# BRONTEKST
------------------------------------
In veel organisaties wordt al enige tijd gewerkt met allerlei digitale oplossingen. Vaak is de introductie van IT oplossingen in bedrijven op een ad hoc wijze tot stand gekomen. Vanuit de verschillende onderdelen zijn software pakketten ingekocht en geïnstalleerd die het werken binnen het bedrijf ondersteunen. Zo heeft de financiële administratie zijn eigen boekhoudpakket en werkt de HR-afdeling in een eigen personeelssysteem. Via Kantoorautomatisering worden standaard werkplekken aangeboden waarmee men toegang heeft tot deze systemen. En in het datacenter worden de verschillende systemen ook weer aan elkaar gekoppeld. De IT afdeling heeft het er maar druk mee.
------------------------------------
# GEGEVENS
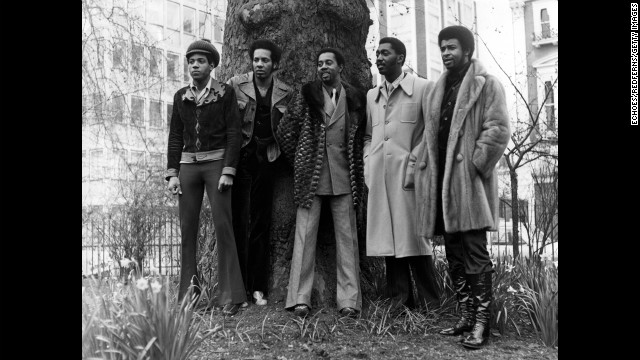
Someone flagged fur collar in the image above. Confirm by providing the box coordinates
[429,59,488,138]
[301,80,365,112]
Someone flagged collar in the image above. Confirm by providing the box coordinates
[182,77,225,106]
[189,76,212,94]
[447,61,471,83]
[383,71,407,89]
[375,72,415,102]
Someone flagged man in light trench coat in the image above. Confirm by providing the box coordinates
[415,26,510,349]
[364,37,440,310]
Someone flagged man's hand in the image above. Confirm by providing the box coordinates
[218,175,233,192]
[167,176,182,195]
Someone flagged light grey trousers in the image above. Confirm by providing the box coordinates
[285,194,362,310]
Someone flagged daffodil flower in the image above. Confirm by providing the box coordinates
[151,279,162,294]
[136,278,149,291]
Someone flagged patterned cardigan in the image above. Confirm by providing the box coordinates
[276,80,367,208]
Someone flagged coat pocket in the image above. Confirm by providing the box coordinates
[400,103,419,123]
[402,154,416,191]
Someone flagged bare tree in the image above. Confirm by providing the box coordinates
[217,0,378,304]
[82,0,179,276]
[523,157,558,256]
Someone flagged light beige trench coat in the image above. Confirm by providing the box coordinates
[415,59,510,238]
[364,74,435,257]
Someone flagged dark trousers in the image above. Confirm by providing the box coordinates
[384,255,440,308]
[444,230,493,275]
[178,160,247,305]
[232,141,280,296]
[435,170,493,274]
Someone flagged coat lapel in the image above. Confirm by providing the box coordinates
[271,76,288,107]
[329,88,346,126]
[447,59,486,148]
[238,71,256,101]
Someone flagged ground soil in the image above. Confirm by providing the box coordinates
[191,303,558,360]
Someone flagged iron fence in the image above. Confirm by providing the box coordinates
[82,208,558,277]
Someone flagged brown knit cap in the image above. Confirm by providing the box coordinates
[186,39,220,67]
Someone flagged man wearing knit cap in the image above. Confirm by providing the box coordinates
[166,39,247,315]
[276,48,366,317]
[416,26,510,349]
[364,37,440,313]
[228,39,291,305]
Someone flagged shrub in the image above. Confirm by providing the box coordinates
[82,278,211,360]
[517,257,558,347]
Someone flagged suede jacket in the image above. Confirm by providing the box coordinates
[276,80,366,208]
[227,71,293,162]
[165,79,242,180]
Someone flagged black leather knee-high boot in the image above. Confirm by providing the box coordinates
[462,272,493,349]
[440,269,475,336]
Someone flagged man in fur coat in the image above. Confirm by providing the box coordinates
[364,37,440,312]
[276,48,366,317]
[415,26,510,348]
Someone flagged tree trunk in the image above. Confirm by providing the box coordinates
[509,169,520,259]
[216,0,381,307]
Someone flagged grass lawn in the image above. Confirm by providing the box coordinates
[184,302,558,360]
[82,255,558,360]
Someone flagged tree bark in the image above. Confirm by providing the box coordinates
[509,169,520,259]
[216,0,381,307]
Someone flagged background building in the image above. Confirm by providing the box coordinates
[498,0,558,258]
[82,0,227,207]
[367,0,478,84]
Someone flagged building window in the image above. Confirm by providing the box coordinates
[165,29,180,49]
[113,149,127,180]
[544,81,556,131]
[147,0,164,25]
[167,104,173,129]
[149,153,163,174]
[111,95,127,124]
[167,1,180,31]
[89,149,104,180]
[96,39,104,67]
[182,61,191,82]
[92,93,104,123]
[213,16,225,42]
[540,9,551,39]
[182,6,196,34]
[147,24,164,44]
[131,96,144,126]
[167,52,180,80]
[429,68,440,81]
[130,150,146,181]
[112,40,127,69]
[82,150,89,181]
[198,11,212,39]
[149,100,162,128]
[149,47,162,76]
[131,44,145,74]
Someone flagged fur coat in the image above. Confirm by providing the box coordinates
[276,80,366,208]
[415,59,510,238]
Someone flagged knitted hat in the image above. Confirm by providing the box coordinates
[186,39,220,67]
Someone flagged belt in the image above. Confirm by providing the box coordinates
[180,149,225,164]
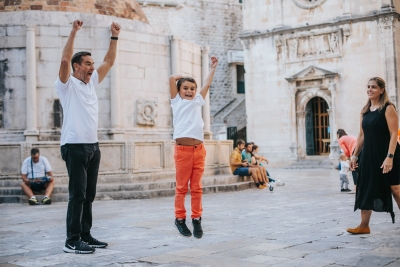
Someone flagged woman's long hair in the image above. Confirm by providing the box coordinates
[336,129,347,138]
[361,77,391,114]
------------------------------------
# OPDRACHT A
Met welk pakket werkt de financiële administratie volgens de brontekst?
# OPDRACHT B
Schrijf uit de brontekst letterlijk het gedeelte over dat begint met "In veel organisaties" en doorloopt tot en met "maar druk mee.".
De gegevens zijn voor het uitvoeren van de opdrachten niet nodig.

# UITWERKING A
De financiële administratie werkt met een eigen boekhoudpakket.

# UITWERKING B
In veel organisaties wordt al enige tijd gewerkt met allerlei digitale oplossingen. Vaak is de introductie van IT oplossingen in bedrijven op een ad hoc wijze tot stand gekomen. Vanuit de verschillende onderdelen zijn software pakketten ingekocht en geïnstalleerd die het werken binnen het bedrijf ondersteunen. Zo heeft de financiële administratie zijn eigen boekhoudpakket en werkt de HR-afdeling in een eigen personeelssysteem. Via Kantoorautomatisering worden standaard werkplekken aangeboden waarmee men toegang heeft tot deze systemen. En in het datacenter worden de verschillende systemen ook weer aan elkaar gekoppeld. De IT afdeling heeft het er maar druk mee.